» YOUR OBJECTIVE
Wherever a line below holds the word "gray", copy that line.

» RECORDS SHOWN
···

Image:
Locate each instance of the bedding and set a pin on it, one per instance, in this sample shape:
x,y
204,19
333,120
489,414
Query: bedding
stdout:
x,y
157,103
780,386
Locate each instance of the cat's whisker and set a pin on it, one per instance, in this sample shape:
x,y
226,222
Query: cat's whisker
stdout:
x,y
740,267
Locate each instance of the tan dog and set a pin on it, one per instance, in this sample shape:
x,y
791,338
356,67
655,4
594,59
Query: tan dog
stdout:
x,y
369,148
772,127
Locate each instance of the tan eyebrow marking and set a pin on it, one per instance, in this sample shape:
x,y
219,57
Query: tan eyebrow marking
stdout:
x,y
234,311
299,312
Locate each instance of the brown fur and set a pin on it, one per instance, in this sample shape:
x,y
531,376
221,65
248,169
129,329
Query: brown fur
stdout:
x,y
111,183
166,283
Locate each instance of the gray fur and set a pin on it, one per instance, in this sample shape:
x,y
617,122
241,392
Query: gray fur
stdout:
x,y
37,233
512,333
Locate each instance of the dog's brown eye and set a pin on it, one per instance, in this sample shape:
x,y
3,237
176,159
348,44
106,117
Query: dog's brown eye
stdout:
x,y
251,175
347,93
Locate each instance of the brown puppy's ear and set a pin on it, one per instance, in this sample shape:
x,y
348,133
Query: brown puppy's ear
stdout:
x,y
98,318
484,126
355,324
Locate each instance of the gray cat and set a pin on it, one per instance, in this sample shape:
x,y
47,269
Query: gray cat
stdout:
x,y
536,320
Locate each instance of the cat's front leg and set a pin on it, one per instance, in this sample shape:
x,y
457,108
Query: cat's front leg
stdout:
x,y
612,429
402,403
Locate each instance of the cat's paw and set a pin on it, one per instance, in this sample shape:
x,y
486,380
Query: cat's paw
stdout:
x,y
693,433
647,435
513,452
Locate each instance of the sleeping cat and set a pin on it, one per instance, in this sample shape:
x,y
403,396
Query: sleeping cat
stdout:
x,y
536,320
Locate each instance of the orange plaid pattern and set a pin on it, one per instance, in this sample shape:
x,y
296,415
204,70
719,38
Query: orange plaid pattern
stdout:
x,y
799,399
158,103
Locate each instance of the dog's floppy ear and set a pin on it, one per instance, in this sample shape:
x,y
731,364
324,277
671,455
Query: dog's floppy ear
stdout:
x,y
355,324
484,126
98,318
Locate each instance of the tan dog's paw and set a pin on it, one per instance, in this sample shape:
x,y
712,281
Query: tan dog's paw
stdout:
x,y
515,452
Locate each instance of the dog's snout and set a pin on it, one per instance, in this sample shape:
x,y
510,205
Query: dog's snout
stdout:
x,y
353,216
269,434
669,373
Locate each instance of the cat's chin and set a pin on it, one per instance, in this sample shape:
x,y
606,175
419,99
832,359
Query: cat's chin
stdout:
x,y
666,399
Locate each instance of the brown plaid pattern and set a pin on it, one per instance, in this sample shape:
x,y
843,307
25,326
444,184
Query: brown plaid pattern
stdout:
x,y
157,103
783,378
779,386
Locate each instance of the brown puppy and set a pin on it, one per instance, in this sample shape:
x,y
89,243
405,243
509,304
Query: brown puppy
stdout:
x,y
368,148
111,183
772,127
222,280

···

» EXERCISE RESPONSE
Locate each instance of the gray fur and set a pin on it, one per instance, in this sample shape:
Query: gray fur
Locate each instance of the gray cat and set a pin on it, one per instance, in this sample shape:
Query: gray cat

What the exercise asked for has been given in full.